REQUIREMENT
Only the pictures are to be left out; set down the rest of the records exactly.

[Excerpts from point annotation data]
● ● ●
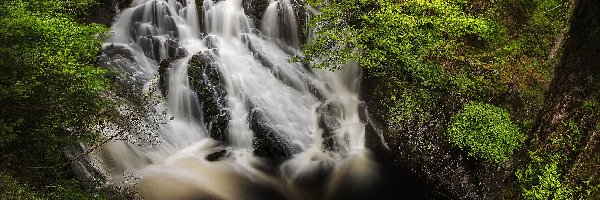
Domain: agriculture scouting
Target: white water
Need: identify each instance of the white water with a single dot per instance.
(176, 167)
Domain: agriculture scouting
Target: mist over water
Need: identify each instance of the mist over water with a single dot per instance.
(311, 117)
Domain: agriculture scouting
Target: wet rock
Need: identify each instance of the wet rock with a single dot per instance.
(105, 12)
(329, 115)
(255, 9)
(421, 149)
(159, 21)
(267, 138)
(207, 82)
(216, 155)
(211, 41)
(300, 14)
(121, 61)
(265, 62)
(174, 52)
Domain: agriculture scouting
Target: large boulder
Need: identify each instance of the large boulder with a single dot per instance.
(330, 114)
(207, 81)
(105, 11)
(127, 72)
(268, 141)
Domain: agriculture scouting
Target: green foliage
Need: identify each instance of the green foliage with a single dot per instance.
(543, 178)
(485, 131)
(11, 189)
(49, 89)
(435, 53)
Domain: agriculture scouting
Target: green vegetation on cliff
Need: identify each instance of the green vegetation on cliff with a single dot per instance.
(485, 131)
(426, 60)
(49, 92)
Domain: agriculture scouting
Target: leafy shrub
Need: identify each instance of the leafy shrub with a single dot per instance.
(542, 179)
(486, 131)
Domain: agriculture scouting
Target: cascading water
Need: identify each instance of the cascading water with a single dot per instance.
(241, 121)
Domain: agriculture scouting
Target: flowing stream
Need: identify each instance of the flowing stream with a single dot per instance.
(230, 116)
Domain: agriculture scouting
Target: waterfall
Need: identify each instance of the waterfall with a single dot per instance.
(230, 117)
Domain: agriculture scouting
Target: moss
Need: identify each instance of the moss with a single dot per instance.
(485, 131)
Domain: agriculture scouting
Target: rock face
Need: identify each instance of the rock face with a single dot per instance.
(255, 9)
(105, 11)
(207, 82)
(421, 149)
(329, 113)
(267, 140)
(122, 60)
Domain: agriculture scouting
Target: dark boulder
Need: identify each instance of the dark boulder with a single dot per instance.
(255, 9)
(127, 72)
(330, 114)
(267, 138)
(105, 11)
(208, 83)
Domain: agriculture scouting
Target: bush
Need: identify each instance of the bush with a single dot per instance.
(486, 131)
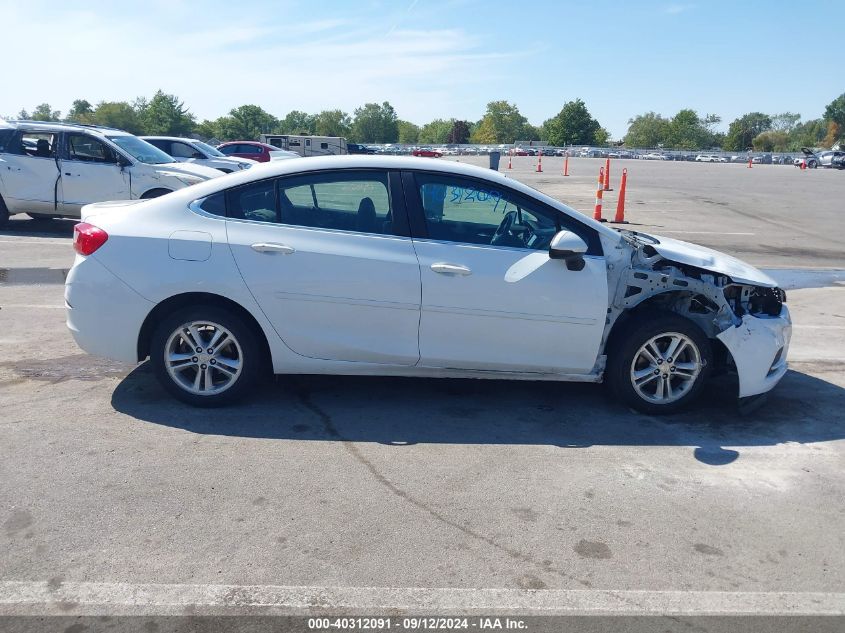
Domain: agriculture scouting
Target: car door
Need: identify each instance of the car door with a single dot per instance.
(492, 299)
(328, 257)
(90, 172)
(30, 172)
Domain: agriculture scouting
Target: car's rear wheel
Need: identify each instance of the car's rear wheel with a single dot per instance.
(659, 364)
(206, 356)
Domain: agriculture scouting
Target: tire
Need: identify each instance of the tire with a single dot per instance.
(154, 193)
(629, 358)
(188, 380)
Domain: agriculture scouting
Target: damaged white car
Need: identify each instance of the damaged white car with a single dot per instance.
(400, 266)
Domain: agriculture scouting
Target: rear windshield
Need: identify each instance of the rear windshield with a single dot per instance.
(141, 150)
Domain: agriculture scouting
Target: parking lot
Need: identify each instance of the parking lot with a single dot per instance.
(376, 494)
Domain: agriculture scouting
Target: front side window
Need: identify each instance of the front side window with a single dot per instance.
(474, 212)
(345, 201)
(87, 149)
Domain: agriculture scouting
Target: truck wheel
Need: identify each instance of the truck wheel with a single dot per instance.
(659, 364)
(206, 356)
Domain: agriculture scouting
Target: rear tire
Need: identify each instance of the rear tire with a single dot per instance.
(206, 356)
(659, 363)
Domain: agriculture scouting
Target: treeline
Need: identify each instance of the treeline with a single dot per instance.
(502, 122)
(166, 114)
(761, 132)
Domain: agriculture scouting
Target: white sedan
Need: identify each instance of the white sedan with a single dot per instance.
(373, 265)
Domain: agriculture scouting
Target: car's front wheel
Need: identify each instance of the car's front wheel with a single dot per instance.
(660, 363)
(206, 356)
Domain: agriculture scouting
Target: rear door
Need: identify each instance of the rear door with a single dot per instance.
(90, 172)
(328, 257)
(30, 172)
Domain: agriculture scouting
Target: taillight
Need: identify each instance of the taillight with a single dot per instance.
(87, 238)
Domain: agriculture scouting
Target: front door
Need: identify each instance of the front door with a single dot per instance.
(90, 172)
(30, 173)
(326, 259)
(492, 298)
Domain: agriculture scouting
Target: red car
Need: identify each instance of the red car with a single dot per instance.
(248, 149)
(426, 152)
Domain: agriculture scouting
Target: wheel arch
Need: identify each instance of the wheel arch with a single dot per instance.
(177, 302)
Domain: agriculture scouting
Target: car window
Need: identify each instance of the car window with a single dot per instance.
(86, 148)
(181, 150)
(346, 201)
(255, 201)
(474, 212)
(162, 144)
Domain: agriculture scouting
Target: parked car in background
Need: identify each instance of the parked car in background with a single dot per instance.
(259, 152)
(188, 150)
(427, 152)
(53, 169)
(398, 266)
(834, 159)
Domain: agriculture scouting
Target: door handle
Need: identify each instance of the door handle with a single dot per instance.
(269, 247)
(450, 269)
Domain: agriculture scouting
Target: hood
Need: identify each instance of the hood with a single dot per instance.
(714, 261)
(191, 169)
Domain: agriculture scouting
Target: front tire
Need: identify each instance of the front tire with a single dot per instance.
(206, 356)
(659, 364)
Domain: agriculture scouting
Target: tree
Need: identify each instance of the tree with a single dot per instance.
(647, 130)
(501, 123)
(246, 123)
(573, 125)
(459, 134)
(80, 110)
(44, 112)
(785, 122)
(688, 131)
(743, 130)
(835, 111)
(409, 133)
(297, 122)
(164, 114)
(332, 123)
(375, 123)
(117, 114)
(436, 132)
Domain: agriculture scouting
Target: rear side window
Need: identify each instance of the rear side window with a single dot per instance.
(255, 201)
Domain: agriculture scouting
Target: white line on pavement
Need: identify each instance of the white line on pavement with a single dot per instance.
(89, 598)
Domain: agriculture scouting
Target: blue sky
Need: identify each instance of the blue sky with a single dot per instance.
(430, 59)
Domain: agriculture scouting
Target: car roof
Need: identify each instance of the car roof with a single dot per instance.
(60, 126)
(276, 168)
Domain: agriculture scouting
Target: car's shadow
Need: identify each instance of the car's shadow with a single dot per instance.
(404, 411)
(39, 227)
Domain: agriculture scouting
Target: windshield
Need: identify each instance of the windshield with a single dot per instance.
(208, 149)
(141, 150)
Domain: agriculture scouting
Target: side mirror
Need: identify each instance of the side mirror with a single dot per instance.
(569, 247)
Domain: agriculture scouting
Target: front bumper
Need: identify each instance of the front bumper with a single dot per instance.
(104, 315)
(759, 346)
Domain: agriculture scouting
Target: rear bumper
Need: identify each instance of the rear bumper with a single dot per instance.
(104, 315)
(759, 346)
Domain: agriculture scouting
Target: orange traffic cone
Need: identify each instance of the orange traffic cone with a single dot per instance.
(597, 209)
(619, 218)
● ● ●
TASK RESULT
Domain: agriculture scouting
Target: white water
Need: identify each instance of the white water with a single dot per instance.
(176, 167)
Domain: agriculture scouting
Target: mist over water
Need: identify each instance of the mist over water with a single dot per instance.
(311, 117)
Domain: agriculture scouting
Target: wet rock
Need: identify each instance of the wet rock with a single dot per instance.
(105, 12)
(329, 115)
(255, 9)
(421, 149)
(159, 21)
(267, 138)
(207, 82)
(216, 155)
(211, 41)
(300, 14)
(121, 61)
(265, 62)
(174, 52)
Domain: agriculture scouting
Target: large boulder
Need: identify each instance of the large boulder with a single dot per instance.
(330, 114)
(207, 81)
(105, 11)
(127, 72)
(268, 141)
Domain: agriculture scouting
Target: green foliage
Need: identify each instance of the green foliage with a single dot per instance.
(543, 178)
(485, 131)
(11, 189)
(49, 89)
(435, 53)
Domain: agriculture scouting
Target: green vegetation on cliff
Need: identify each instance of the green vegetation on cliff with a single dot per instance.
(485, 131)
(426, 60)
(49, 92)
Domain: agriculture scouting
Target: leafy shrub
Need: identify each instance of the leafy shrub with a single dot per instance.
(542, 179)
(486, 131)
Domain: agriculture scouting
Target: cascading water
Need: identify each instance of the cascading water with a single dot per instance.
(241, 121)
Domain: agriculture scouting
Target: flowing stream
Need: identify each instance of the flowing stream with a single dot per instance.
(230, 116)
Domain: agriculture scouting
Target: waterfall
Need: identify each instance of the waterfall with a single dot per instance.
(230, 117)
Domain: agriculture scouting
Target: moss
Need: identify each instance of the moss with a single dot per instance.
(485, 131)
Domain: agriculture scouting
Target: rock face
Need: identify each instance of the rock face with a single dot per instance.
(255, 9)
(105, 11)
(207, 82)
(421, 149)
(329, 113)
(267, 140)
(122, 60)
Domain: agriculture scouting
Target: dark boulder
Need: identify each instance of the dark boulder with a single dot per instance.
(255, 9)
(127, 72)
(330, 114)
(267, 138)
(105, 11)
(208, 83)
Domain: agriculture scouting
Target: bush
Need: identify each instance of the bush with a single dot per instance.
(486, 131)
Domain: agriculture scouting
Target: car door
Need: identify each instance of the car door with a single dot per instance.
(492, 299)
(328, 257)
(90, 172)
(30, 172)
Domain: agriculture scouting
Target: car's rear wheel
Need: identify each instance of the car's rear wheel with a single dot per instance.
(659, 364)
(206, 356)
Domain: agriculture scouting
Target: tire
Need: identify each instance of the tire with a single dot per instance.
(154, 193)
(629, 358)
(188, 380)
Domain: agriculture scouting
Target: damaged white car
Need: identify each instance of the damaged white car with a single dot per instance.
(400, 266)
Domain: agriculture scouting
Target: rear windshield
Need: identify each instance of the rear windshield with a single dot per instance.
(141, 150)
Domain: agriculture scouting
Target: parking lot
Need: identify each instance of the parking lot with a single dot per instance.
(376, 494)
Domain: agriculture scouting
Target: front side window
Need: identify each instance of the front side window with a single dot per instance.
(474, 212)
(345, 201)
(87, 149)
Domain: agriculture scouting
Target: truck wheel
Need: identify each instance of the truck wheel with a single dot per instance.
(659, 364)
(206, 356)
Domain: agriculture scouting
Target: rear tire
Need: identify each instance of the rear tire with a single dot per instance.
(206, 356)
(659, 363)
Domain: agriculture scouting
Target: treeline
Need: identify each instance of the treeline with a single dot per instance.
(502, 122)
(166, 114)
(761, 132)
Domain: agriculture scouting
Target: white sedan
Need: identify each instance of the white sedan with a single dot per instance.
(373, 265)
Domain: agriculture scouting
Target: car's front wheel
Need: identify each instance of the car's front wheel with a single dot per instance.
(660, 363)
(206, 356)
Domain: agriculture scouting
Target: rear door
Need: identify each instance of the rear door with a single dot per instance.
(90, 172)
(328, 257)
(30, 172)
Domain: agriculture scouting
Target: taillight
Need: identify each instance of the taillight with a single dot per instance.
(87, 238)
Domain: agriculture scouting
Target: front door
Need: identify each instance of the front door with a single dot per instance.
(90, 172)
(30, 173)
(326, 259)
(492, 298)
Domain: agriculture scouting
Target: red car
Need: identify each instance of the red car with a single dot per instance.
(248, 149)
(426, 152)
Domain: agriculture scouting
Target: wheel arch
Need: identify each instance of the wheel arch with a single dot per instance.
(177, 302)
Domain: agriculture scouting
Target: car window
Need: identify each instance of the car window with a single dot per instance.
(86, 148)
(181, 150)
(346, 201)
(255, 201)
(474, 212)
(162, 144)
Domain: agriculture scouting
Target: parked car in background
Need: identify each instance of the parked car in background with a single dot per instance.
(259, 152)
(188, 150)
(427, 152)
(53, 169)
(398, 266)
(834, 159)
Domain: agriculture scouting
Target: door handle
Need: identify each instance of the door handle with a single dot per instance.
(269, 247)
(450, 269)
Domain: agriculture scouting
Target: hood
Need: identify each instance of the hood with a single dot per instance.
(714, 261)
(191, 169)
Domain: agriculture scouting
Target: front tire
Need: identify each instance of the front tire with a single dot per instance.
(206, 356)
(659, 364)
Domain: agriculture scouting
Target: tree
Need: identify each instance of the tree with a single dot per instance.
(647, 130)
(501, 123)
(246, 123)
(573, 125)
(459, 134)
(80, 110)
(44, 112)
(785, 122)
(688, 131)
(743, 130)
(835, 111)
(409, 133)
(297, 122)
(164, 114)
(332, 123)
(375, 123)
(117, 114)
(436, 132)
Domain: agriculture scouting
Target: rear side window
Need: identify each instance of the rear side window with a single dot per instance.
(255, 201)
Domain: agriculture scouting
Target: white line on pavement
Need: identify each instance of the white line on pavement with a single dot per instance.
(89, 598)
Domain: agriculture scouting
Target: blue sky
Need: identify each instance of the blue sky with a single dot per instance.
(430, 59)
Domain: agriculture scouting
Target: car roof
Need: identify each instance of the car roof with a single dot per instance.
(60, 126)
(276, 168)
Domain: agriculture scouting
Target: car's shadow
Need: identify each instance of the car's shadow with a single dot per instance.
(404, 411)
(39, 227)
Domain: agriculture scouting
Target: windshield
Need: identify each instance of the windshield with a single dot per instance.
(208, 149)
(141, 150)
Domain: agriculture scouting
Target: side mirror
Need: identify each instance of the side mirror with a single dot per instance.
(569, 247)
Domain: agriculture scouting
Target: front bumper
Need: identify each instance of the front bumper with a single dot per instance.
(104, 315)
(759, 346)
Domain: agriculture scouting
Target: rear bumper
Need: identify each instance of the rear bumper with a single dot per instance.
(104, 315)
(759, 346)
Domain: agriculture scouting
Target: orange traffic cone
Need: identify each instance of the orange traffic cone with a single dot per instance.
(597, 209)
(619, 218)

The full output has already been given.